_EXERCISE DIRECTIONS_.
Transcribe all of the records exactly, leaving every line as it is.
····················
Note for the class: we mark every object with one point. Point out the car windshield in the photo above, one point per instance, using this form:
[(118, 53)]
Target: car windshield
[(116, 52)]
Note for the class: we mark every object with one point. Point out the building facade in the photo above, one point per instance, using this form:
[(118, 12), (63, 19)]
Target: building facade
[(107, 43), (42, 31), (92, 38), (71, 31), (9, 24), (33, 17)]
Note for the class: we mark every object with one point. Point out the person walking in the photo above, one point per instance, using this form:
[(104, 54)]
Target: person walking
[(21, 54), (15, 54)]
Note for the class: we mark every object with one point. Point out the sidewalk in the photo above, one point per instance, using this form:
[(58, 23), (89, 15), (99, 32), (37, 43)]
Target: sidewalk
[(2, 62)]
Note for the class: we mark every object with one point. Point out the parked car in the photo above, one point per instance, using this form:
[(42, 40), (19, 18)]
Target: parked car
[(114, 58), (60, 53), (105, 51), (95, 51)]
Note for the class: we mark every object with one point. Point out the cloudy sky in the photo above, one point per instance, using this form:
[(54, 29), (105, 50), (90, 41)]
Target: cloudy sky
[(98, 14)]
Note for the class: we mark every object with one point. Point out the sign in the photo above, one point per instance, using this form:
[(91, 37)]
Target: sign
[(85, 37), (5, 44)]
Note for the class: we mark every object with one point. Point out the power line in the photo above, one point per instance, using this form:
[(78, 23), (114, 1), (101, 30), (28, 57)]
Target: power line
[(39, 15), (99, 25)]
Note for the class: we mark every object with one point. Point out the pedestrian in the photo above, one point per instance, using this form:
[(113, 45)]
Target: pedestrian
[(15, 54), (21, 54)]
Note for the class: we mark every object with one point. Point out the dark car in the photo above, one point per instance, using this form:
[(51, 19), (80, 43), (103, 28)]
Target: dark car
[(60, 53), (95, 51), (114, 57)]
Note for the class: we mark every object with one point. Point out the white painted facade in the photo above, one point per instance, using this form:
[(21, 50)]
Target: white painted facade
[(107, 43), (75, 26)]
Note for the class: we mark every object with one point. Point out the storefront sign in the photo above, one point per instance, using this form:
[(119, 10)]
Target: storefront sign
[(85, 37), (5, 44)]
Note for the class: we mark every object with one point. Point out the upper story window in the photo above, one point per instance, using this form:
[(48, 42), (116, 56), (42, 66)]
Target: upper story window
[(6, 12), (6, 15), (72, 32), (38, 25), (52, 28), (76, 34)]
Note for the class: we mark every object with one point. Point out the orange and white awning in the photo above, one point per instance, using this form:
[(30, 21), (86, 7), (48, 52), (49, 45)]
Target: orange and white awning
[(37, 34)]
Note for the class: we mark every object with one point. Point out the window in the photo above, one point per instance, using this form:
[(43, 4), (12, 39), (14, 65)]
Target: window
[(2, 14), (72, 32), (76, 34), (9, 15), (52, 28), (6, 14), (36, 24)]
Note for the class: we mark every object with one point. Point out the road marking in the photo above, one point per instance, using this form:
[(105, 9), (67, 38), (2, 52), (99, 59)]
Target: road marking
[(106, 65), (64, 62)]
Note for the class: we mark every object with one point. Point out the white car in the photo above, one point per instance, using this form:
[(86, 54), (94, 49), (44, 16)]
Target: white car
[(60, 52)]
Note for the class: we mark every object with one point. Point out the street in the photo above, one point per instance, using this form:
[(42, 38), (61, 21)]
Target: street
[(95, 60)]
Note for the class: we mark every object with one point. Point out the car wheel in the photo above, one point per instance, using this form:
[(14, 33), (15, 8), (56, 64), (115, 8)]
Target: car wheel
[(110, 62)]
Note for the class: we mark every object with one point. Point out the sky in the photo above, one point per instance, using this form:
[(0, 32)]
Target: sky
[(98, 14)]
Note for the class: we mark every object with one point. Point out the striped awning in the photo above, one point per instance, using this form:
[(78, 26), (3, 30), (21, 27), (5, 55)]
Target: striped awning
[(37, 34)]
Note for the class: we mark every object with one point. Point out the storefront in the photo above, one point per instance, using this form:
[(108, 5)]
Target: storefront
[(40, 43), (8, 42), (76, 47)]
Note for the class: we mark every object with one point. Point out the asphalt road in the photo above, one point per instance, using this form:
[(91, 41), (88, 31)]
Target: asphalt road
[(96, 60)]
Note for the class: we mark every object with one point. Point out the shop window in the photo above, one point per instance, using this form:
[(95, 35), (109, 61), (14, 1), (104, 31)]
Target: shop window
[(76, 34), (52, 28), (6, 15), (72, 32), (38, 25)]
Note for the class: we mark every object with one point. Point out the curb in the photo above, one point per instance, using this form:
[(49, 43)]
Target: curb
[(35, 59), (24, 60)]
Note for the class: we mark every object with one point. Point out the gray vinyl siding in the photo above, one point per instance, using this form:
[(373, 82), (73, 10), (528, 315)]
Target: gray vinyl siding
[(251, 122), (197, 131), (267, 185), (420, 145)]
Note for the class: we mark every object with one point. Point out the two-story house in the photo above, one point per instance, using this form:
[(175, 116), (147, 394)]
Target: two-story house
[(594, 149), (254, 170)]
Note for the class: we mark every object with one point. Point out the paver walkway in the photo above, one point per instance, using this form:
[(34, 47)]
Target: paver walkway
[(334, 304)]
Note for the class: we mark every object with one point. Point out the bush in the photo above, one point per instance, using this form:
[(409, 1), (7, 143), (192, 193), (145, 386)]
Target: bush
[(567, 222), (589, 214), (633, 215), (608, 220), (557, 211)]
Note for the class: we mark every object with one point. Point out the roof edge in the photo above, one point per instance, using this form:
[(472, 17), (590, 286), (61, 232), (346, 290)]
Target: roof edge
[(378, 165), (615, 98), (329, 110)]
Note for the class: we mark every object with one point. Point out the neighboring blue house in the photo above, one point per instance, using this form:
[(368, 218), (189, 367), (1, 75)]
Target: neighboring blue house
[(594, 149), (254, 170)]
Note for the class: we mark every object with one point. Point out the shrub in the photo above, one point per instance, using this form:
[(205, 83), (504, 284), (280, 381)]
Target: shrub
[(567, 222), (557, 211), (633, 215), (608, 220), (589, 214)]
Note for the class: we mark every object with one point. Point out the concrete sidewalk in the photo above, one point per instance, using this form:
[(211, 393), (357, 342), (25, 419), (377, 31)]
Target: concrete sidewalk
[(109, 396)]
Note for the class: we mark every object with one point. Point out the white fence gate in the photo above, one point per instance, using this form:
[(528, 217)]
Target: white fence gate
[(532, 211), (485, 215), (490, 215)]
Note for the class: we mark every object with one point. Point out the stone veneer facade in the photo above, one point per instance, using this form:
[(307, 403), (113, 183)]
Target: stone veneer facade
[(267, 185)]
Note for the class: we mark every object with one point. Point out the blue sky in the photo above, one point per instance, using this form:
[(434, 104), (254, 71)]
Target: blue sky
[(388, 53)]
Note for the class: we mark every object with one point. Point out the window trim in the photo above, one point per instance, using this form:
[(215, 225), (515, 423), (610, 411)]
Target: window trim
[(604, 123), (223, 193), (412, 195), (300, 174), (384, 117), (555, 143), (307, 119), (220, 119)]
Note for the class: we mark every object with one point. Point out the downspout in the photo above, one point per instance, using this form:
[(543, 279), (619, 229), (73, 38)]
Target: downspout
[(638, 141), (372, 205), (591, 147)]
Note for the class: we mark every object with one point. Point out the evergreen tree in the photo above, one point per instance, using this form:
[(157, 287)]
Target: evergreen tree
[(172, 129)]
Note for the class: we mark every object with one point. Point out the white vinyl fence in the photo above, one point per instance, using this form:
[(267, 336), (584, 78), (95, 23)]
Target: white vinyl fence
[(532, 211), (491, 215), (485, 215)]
····················
_RESULT BELOW_.
Note for the class: we mark every object with one point. Point out the car windshield in the photo above, one point per instance, using this form:
[(118, 53)]
Target: car windshield
[(116, 52)]
Note for the class: we mark every object with one point. Point out the building facade in the photo above, one point per instance, using this form:
[(118, 12), (63, 19)]
Target: building facade
[(107, 43), (42, 31), (92, 38), (71, 31), (9, 24), (33, 17)]
Note for the class: we mark every object with one point. Point out the person walking in the photo above, one point per instance, using this form:
[(104, 54)]
Target: person walking
[(21, 54), (15, 54)]
Note for the class: we mark every object with one point. Point out the sidewalk in the photo above, one point per instance, using this form:
[(58, 23), (89, 15), (99, 32), (37, 43)]
Target: sidewalk
[(2, 62)]
Note for the class: we mark every object with one point. Point out the parked car in the photo above, one point per instance, using this form:
[(42, 40), (19, 18)]
Target: parked car
[(114, 58), (60, 53), (105, 51), (95, 51)]
Note for the class: we mark every object with one point. Point out the cloudy sky in the photo above, one point per instance, using this form:
[(54, 29), (105, 50), (90, 41)]
Target: cloudy sky
[(98, 14)]
Note for the class: we mark every object with one point. Point out the sign in the photo above, one point per instance, using this form:
[(91, 37)]
Target: sign
[(85, 37), (5, 44)]
Note for the class: we mark every object with one point. Point out the power line in the photo above, one point per instance, using this form:
[(78, 23), (114, 1), (101, 30), (28, 57)]
Target: power line
[(39, 15), (99, 25)]
Note for the class: we mark every object with one point. Point out the pedestrian in the photo above, one point per instance, using this form:
[(113, 45)]
Target: pedestrian
[(15, 54), (21, 54)]
Note for the class: we mark every object with one point. Point out the dark car in the photo above, one point per instance, using this form:
[(51, 19), (80, 43), (103, 28)]
Target: dark car
[(60, 53), (95, 51), (114, 57)]
Note for the class: we mark every object with one point. Point out the white painted facade in the photo above, one point per instance, using this form:
[(21, 50)]
Target: white painted facade
[(107, 43), (75, 26)]
Note for the class: we mark every object with one point. Point out the storefront sign in the photo above, one point per instance, using this form:
[(119, 10)]
Target: storefront sign
[(85, 37), (5, 44)]
Note for the class: we mark every object with one point. Point out the upper story window in the photo above, one point per instance, using this form:
[(48, 42), (116, 56), (42, 66)]
Target: upper story window
[(6, 12), (6, 15), (72, 32), (38, 25), (52, 28), (76, 34)]
Note for the class: we mark every object with one point. Point out the orange and white awning in the photo above, one point per instance, using this form:
[(30, 21), (86, 7), (48, 52), (49, 45)]
Target: orange and white awning
[(37, 34)]
Note for the class: we mark every object with one point. Point out the window in the photo above, one point per instance, using this form:
[(43, 4), (12, 39), (14, 65)]
Target: window
[(2, 14), (72, 32), (76, 34), (9, 15), (52, 28), (6, 14), (36, 24)]
Note for the class: we mark every object with one point. Point out the road marking in the photo above, one point per instance, using this form:
[(105, 9), (67, 38), (2, 52), (99, 59)]
Target: road marking
[(106, 65), (64, 62)]
Note for the class: we mark every object with one point. Point out the white car in the photo above, one point per instance, using this form:
[(86, 54), (94, 49), (44, 16)]
Target: white car
[(60, 52)]
Note for the class: we mark every object with one point. Point out the street in the photo above, one point per instance, using this form:
[(42, 38), (61, 21)]
Target: street
[(95, 60)]
Note for the class: we mark every object with one point. Point out the car wheel in the photo above, one point per instance, using this form:
[(14, 33), (15, 8), (56, 64), (115, 8)]
Target: car wheel
[(110, 62)]
Note for the class: we mark every object with one point. Point out the sky in the photo above, one point per instance, using this form:
[(0, 32)]
Target: sky
[(98, 14)]
Note for the class: we mark every object with one point. Point out the striped awning in the photo above, one point per instance, using this form:
[(78, 26), (3, 30), (21, 27), (5, 55)]
Target: striped awning
[(37, 34)]
Note for the class: we mark every object with one point. Point out the storefront in the photo above, one point per instance, using this form:
[(108, 5)]
Target: storefront
[(40, 43), (8, 42), (76, 47)]
Note for the class: we mark every object with one point. Point out the asphalt road in the photo above, one point per instance, using this form:
[(91, 41), (88, 31)]
Target: asphalt road
[(96, 60)]
Note for the class: we mark every object with one point. Point out the shop window in the photo above, one point per instance, using this form:
[(95, 35), (109, 61), (14, 1), (104, 31)]
Target: shop window
[(76, 34), (52, 28), (6, 15), (72, 32), (38, 25)]
Note for the class: we mark every object with one point. Point out the curb in the photo above, one point per instance, using this form:
[(49, 43)]
Target: curb
[(35, 59), (24, 60)]
Note for the class: we mark every object with one point. Point out the gray vinyl siding in the photo above, one point per instance, using this form:
[(373, 82), (73, 10), (528, 315)]
Target: gray vinyl siding
[(251, 122), (197, 131), (267, 185), (420, 145)]
Note for the class: we mark every object with one point. Point out the two-story house in the photo above, one point per instance, using this form:
[(175, 116), (147, 394)]
Target: two-story house
[(594, 149), (254, 170)]
Note for the class: we mark every object with one point. Point out the paver walkway in the photo above, one point per instance, using this form:
[(34, 47)]
Target: paver walkway
[(334, 304)]
Note for the class: we mark every object with one point. Point out the bush in the photo above, one point per instance, using this form:
[(409, 1), (7, 143), (192, 193), (145, 386)]
Target: bush
[(567, 222), (589, 214), (633, 215), (608, 220), (557, 211)]
Note for the class: we mark every object with one point. Point out the roof edge in the photo above, one point per instance, using this form:
[(472, 17), (590, 286), (61, 232), (346, 290)]
Target: roof edge
[(378, 165), (615, 98), (329, 110)]
Note for the class: we mark every object with one point. Point out the neighboring blue house in the photo above, one point per instance, using this form:
[(368, 218), (189, 367), (1, 75)]
Target: neighboring blue house
[(594, 149), (254, 170)]
Note for the class: we mark every object with one point. Point out the shrub in the photo above, one point per instance, using this form:
[(205, 83), (504, 284), (280, 381)]
Target: shrub
[(567, 222), (557, 211), (633, 215), (608, 220), (589, 214)]
Note for the class: we mark every object with one point. Point out the concrete sidewalk in the photo above, one point per instance, using this form:
[(211, 393), (357, 342), (25, 419), (377, 31)]
Target: concrete sidewalk
[(109, 396)]
Note for the class: we mark every object with one point. Point out the white fence gate in the photo above, one point per instance, using this form:
[(528, 217)]
Target: white fence gate
[(532, 211), (485, 215), (490, 215)]
Note for the class: we mark every object with one point. Point out the stone veneer facade in the photo above, one point per instance, using this form:
[(307, 403), (113, 183)]
Target: stone veneer facade
[(267, 185)]
Note for the class: we mark every object with one point. Point out the blue sky in the photo above, one point per instance, using this form:
[(434, 104), (254, 71)]
Target: blue sky
[(388, 53)]
Note for the class: we mark every object with one point. Point out the window trim in the photo above, one point per instance, using this form:
[(215, 225), (515, 423), (610, 411)]
Target: window trim
[(604, 123), (223, 193), (412, 195), (300, 174), (384, 117), (555, 143), (307, 119), (220, 119)]
Note for the class: we mark every object with one point. Point out the downspout in the photo above, one point per instance, using this form:
[(543, 279), (619, 229), (73, 38)]
Target: downspout
[(638, 141), (372, 205), (591, 147)]
Note for the class: we mark every object with one point. Point out the evergreen tree in the photo above, one point per instance, using this form:
[(157, 287)]
Target: evergreen tree
[(172, 129)]
Note for the class: we mark every object with one point. Point out the white vinyl fence in the photo above, one point per instance, using this form:
[(267, 336), (584, 78), (95, 23)]
Target: white vinyl fence
[(532, 211), (491, 215), (485, 215)]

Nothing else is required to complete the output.